- [Stated task 1] Lay out the listing as a Markdown table with the columns Row and Line. Start at the line containing "Target: distant mountain" and include every line through the last line of the listing, omitting blank lines.

##### Document text #####

Trouble rendering dynamic geom_hlines in Power BI with R - r

I'm attempting to create a ggplot2 object in power bi that will render any number of horizontal lines depending on measures dropped in and out of the "Values" bin. I thought I'd do this with a for loop that adds an additional geom_hline to the object depending on the length of the dataframe. I also want each line to have a different color, and the value of the hline to render with the label in the legend.
The dataframe I am using has 3 static columns titled - Year, Escalation, and Type. Any additional columns beyond the first 3 would be considered data to be used for the horizontal lines.
This is what I have so far...
library(ggplot2)
library(RColorBrewer)
# create a unique color set
n <- 60
qual_col_pals = brewer.pal.info[brewer.pal.info$category == 'qual',]
col_vector = unlist(mapply(brewer.pal, qual_col_pals$maxcolors, rownames(qual_col_pals)))
# create an dynamic x axis label depending on the number of years to be plotted
scale <- if(length(dataset$Year) < 30) {
scale_x_continuous(breaks = seq(min(dataset$Year), max(dataset$Year)))

##### Records for this task #####

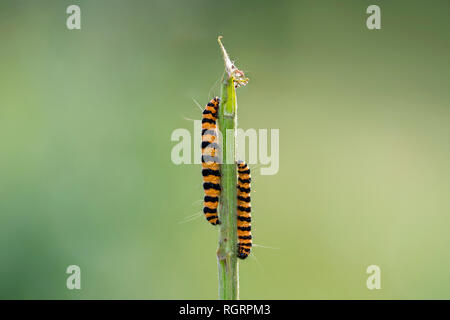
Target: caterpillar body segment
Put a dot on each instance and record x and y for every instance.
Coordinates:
(244, 216)
(210, 162)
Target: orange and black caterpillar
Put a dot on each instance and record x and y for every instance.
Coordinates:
(244, 209)
(211, 181)
(210, 162)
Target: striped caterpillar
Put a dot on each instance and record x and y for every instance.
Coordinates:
(210, 163)
(211, 181)
(244, 210)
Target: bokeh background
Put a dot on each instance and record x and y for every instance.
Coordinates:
(86, 176)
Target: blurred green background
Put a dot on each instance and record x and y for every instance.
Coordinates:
(86, 176)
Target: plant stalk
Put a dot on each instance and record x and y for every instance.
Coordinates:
(226, 252)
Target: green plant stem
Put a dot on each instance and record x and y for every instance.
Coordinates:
(226, 253)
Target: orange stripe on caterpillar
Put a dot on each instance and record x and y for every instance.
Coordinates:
(244, 216)
(210, 162)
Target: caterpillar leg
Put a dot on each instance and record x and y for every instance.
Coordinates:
(210, 162)
(244, 217)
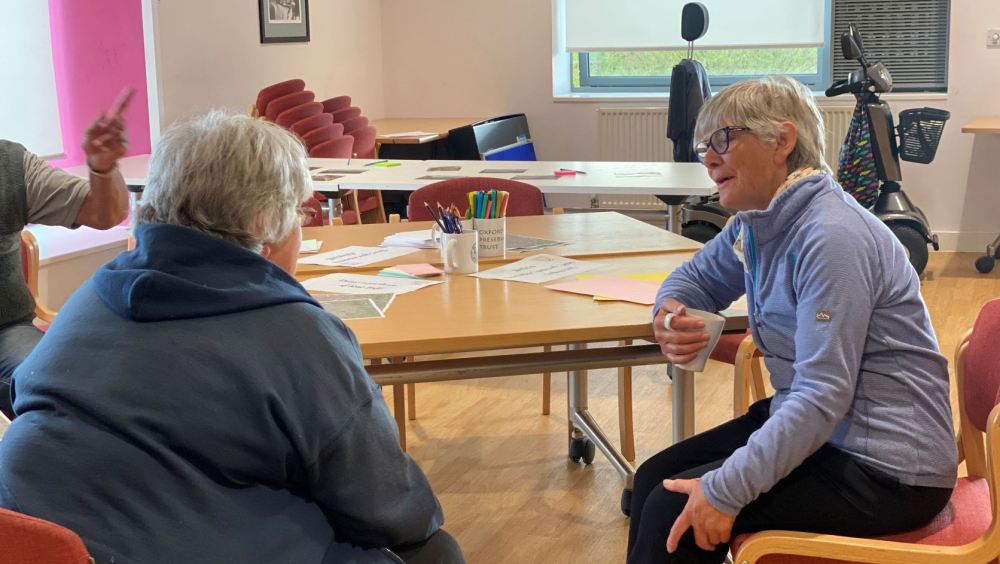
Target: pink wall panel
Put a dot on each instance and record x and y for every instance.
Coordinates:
(98, 49)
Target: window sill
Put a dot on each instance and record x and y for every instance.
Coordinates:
(821, 100)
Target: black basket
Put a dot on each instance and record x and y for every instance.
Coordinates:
(920, 133)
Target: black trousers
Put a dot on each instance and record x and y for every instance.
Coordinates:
(831, 492)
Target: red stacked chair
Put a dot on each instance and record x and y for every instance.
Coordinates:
(276, 91)
(346, 114)
(354, 124)
(297, 113)
(338, 103)
(322, 135)
(278, 105)
(311, 123)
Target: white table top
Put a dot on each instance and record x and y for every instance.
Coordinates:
(670, 179)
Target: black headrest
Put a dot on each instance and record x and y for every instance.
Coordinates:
(694, 21)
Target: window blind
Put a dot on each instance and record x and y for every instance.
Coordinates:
(909, 36)
(655, 25)
(29, 111)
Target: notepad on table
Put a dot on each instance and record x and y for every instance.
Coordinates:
(615, 287)
(310, 246)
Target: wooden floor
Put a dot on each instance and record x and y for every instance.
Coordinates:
(501, 471)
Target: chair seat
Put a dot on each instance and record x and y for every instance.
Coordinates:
(963, 520)
(729, 344)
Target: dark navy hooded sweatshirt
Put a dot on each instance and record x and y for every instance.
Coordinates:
(191, 403)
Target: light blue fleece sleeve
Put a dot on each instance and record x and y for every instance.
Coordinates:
(836, 270)
(712, 280)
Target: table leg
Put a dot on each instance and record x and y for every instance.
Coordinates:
(586, 429)
(683, 402)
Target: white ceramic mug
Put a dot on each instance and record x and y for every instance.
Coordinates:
(492, 236)
(460, 252)
(436, 233)
(713, 326)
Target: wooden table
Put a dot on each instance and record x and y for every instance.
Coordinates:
(465, 314)
(983, 124)
(589, 234)
(437, 127)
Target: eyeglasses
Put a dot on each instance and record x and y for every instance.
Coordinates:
(718, 141)
(306, 215)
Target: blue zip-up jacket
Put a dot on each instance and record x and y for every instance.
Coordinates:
(835, 308)
(192, 403)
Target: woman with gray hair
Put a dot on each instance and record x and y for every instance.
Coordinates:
(192, 403)
(857, 439)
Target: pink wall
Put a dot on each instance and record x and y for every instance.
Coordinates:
(98, 49)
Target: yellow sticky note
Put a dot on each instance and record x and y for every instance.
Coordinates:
(657, 277)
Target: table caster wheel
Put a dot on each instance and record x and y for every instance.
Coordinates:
(582, 449)
(627, 502)
(985, 264)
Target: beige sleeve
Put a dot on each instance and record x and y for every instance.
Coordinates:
(53, 196)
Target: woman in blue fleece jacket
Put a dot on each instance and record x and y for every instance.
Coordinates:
(857, 439)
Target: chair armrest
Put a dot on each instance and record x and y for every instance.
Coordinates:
(851, 549)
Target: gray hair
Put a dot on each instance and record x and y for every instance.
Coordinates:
(229, 176)
(762, 104)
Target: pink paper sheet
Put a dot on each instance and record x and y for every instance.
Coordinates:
(418, 269)
(625, 289)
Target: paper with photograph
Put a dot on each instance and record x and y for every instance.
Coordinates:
(357, 256)
(539, 269)
(382, 301)
(364, 284)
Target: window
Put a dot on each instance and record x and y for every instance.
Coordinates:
(909, 36)
(29, 112)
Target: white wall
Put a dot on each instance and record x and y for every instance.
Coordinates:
(458, 58)
(210, 55)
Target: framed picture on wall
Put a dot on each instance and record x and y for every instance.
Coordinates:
(284, 21)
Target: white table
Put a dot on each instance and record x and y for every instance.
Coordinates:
(638, 178)
(674, 179)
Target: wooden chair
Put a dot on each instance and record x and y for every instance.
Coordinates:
(966, 532)
(29, 267)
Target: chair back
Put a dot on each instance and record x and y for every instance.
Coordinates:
(310, 123)
(980, 366)
(364, 142)
(339, 148)
(300, 112)
(346, 114)
(339, 103)
(27, 540)
(287, 102)
(525, 199)
(322, 135)
(354, 124)
(276, 91)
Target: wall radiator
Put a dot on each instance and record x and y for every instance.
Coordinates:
(640, 134)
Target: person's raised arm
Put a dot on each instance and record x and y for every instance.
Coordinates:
(104, 142)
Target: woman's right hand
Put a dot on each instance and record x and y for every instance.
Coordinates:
(681, 341)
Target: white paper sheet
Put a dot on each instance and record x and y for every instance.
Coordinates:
(364, 284)
(539, 269)
(357, 256)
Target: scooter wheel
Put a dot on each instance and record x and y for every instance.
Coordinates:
(915, 245)
(985, 264)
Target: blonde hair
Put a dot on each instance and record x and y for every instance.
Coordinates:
(229, 176)
(762, 104)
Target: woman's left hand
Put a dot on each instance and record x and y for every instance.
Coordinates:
(711, 526)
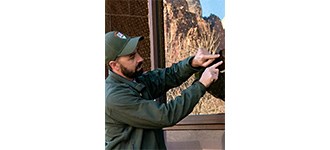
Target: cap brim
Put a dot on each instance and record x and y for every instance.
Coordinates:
(131, 46)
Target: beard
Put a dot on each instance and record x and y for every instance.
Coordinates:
(132, 74)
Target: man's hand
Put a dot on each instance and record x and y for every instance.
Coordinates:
(203, 58)
(210, 75)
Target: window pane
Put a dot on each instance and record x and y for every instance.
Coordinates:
(186, 29)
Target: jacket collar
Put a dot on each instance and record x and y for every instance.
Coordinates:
(133, 84)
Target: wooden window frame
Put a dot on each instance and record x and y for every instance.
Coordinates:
(157, 56)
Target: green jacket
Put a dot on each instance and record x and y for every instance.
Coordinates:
(133, 119)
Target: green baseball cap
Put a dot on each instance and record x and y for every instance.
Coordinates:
(119, 44)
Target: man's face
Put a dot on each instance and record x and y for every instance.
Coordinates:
(131, 65)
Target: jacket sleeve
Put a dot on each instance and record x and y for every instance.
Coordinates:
(160, 81)
(131, 109)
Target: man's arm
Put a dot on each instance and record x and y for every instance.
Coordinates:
(161, 80)
(129, 108)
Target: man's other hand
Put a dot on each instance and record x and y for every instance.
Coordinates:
(203, 58)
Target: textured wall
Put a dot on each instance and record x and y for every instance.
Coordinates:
(131, 18)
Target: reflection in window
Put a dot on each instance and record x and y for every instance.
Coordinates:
(186, 30)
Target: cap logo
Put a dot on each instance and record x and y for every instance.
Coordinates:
(120, 35)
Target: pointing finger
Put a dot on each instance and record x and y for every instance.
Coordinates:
(211, 56)
(216, 64)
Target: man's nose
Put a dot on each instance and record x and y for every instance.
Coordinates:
(140, 59)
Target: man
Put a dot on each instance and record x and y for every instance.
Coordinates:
(133, 118)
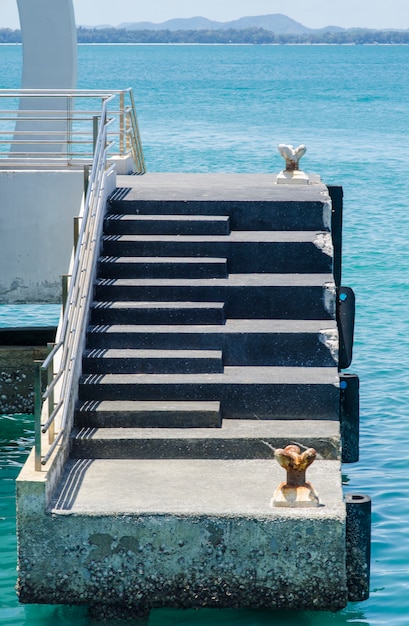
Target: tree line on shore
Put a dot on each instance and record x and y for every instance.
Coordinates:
(229, 36)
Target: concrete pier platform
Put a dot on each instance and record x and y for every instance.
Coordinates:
(212, 340)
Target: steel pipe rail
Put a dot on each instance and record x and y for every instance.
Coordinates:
(56, 407)
(62, 133)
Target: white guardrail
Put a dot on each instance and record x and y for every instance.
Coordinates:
(54, 408)
(59, 128)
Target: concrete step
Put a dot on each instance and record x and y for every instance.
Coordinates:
(251, 201)
(162, 267)
(279, 296)
(125, 361)
(247, 252)
(244, 392)
(157, 313)
(243, 342)
(119, 224)
(236, 439)
(151, 414)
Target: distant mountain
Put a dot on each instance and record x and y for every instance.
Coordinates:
(276, 22)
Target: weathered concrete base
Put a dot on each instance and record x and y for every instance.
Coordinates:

#####

- [Stated task 2] In the forum question, what are the three static columns of the dataframe?

- [Complete answer 1]
| Row | Line |
|---|---|
| 1 | Target: distant mountain |
| 2 | Put a dot on each instance and record x and y for every instance. |
| 3 | Coordinates: |
| 4 | (276, 22) |
| 5 | Target: weathered concrete base |
| 6 | Put a dot on each instance and record x and y for every instance. |
| 7 | Coordinates: |

- [Complete answer 2] Year, Escalation, and Type.